____ TEXTO FORNECIDO

Thursday, April 24, 2008

O menino selvagem

Um colega de cursinho – sujeito brilhante, esforçado, e com três anos de estudo acumulados com persistência mirada no mesmo disputadíssimo concurso – admitiu que não agüenta mais a pressão. Contou que almoçava com o pai numa quarta-feira, como tradicionalmente faziam, quando o genitor mencionou que teria novas responsabilidades no trabalho e por isso talvez precisassem mudar o dia do encontro semanal. Certamente não seria problema para o meu amigo, já que ele “não fazia nada, mesmo”, disse o pai, sorrindo cruelmente.

________
____ DADOS FORNECIDOS

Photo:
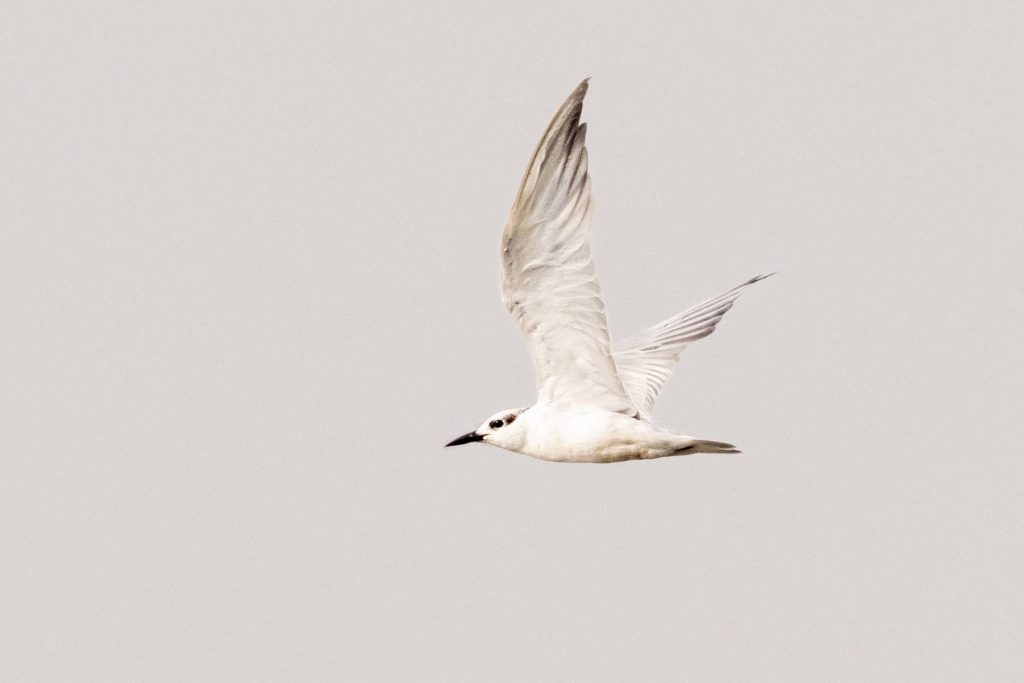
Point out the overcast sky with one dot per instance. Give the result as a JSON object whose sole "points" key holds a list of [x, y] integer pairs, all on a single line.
{"points": [[249, 287]]}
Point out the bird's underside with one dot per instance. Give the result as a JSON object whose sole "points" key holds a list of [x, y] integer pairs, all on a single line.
{"points": [[594, 404]]}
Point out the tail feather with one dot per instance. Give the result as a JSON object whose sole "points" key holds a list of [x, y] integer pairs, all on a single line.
{"points": [[709, 446]]}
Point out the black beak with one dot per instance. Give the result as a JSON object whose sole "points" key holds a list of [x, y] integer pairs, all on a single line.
{"points": [[466, 438]]}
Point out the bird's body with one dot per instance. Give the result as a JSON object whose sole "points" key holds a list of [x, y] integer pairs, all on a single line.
{"points": [[551, 432], [593, 404]]}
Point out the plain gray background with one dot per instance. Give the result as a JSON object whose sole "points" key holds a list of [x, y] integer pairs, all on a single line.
{"points": [[248, 289]]}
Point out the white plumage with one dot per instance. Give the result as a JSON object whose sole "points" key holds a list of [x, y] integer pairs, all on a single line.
{"points": [[593, 404]]}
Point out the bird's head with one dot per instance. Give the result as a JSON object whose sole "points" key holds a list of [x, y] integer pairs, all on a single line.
{"points": [[500, 429]]}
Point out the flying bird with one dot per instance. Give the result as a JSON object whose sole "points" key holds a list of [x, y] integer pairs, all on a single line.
{"points": [[593, 404]]}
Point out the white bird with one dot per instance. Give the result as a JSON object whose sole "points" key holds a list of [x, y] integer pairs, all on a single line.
{"points": [[593, 406]]}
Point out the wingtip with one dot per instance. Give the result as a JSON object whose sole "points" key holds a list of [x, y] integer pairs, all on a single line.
{"points": [[758, 279]]}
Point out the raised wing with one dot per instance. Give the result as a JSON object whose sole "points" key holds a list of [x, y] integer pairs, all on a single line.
{"points": [[548, 279], [646, 360]]}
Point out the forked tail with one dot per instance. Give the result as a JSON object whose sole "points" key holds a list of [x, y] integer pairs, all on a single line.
{"points": [[709, 446]]}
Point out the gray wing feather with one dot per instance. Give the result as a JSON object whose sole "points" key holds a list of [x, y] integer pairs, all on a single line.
{"points": [[646, 360], [548, 279]]}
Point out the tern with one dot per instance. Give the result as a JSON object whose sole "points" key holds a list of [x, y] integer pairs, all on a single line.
{"points": [[593, 404]]}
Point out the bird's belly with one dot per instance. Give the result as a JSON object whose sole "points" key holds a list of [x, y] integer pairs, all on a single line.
{"points": [[595, 438]]}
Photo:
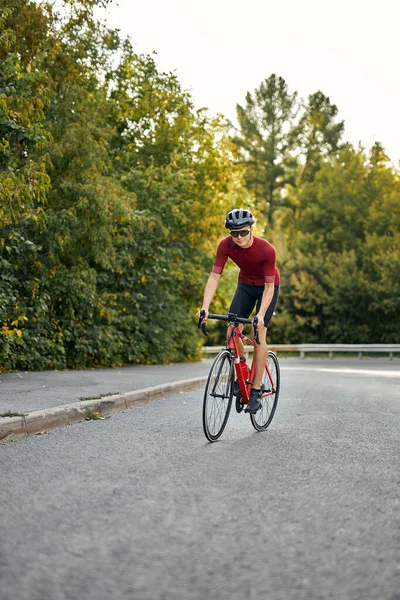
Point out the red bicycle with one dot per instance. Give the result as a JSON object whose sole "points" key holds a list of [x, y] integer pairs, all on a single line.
{"points": [[219, 387]]}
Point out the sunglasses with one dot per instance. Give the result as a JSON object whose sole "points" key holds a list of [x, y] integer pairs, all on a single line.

________

### O QUE SE PEDE
Dê continuidade ao texto sobre o colega de cursinho que estuda para um concurso, começando logo após a última frase apresentada.

### RESULTADO DA TAREFA
Toda sociedade arrasta consigo um peso morto, nessa gloriosa Caminhada das Civilizações. Está no contrato: vamos levando os imprestáveis, já que um dia seremos velhos, ou doentes, ou fodidos de algum outro jeito, e precisaremos ser levados também. Mas dentro do gênero dos Pesos Mortos, existem sub-espécies desprovidas de qualquer dignidade, escorraçadas até mesmo pelos sociopatas. É gente que os assassinos se recusam a matar e os ladrões, a roubar; gente que, depois de morta, deve ser incinerada, pois até mesmo os vermes rejeitariam sua carne. Quem exatamente são esses leprosos sociais, depende do grupo em questão. Em geral, são aqueles que representam antinomias aos valores sobre os quais as sociedades se baseiam. Aleijados de guerra em comunidades belicosas, velhas viúvas em sistemas machistas. Em nosso mundo ocidental capitalista cristão, são os desempregados em faixa etária economicamente ativa. Maldito o momento em que escreveram “A ética protestante e o capitalismo”.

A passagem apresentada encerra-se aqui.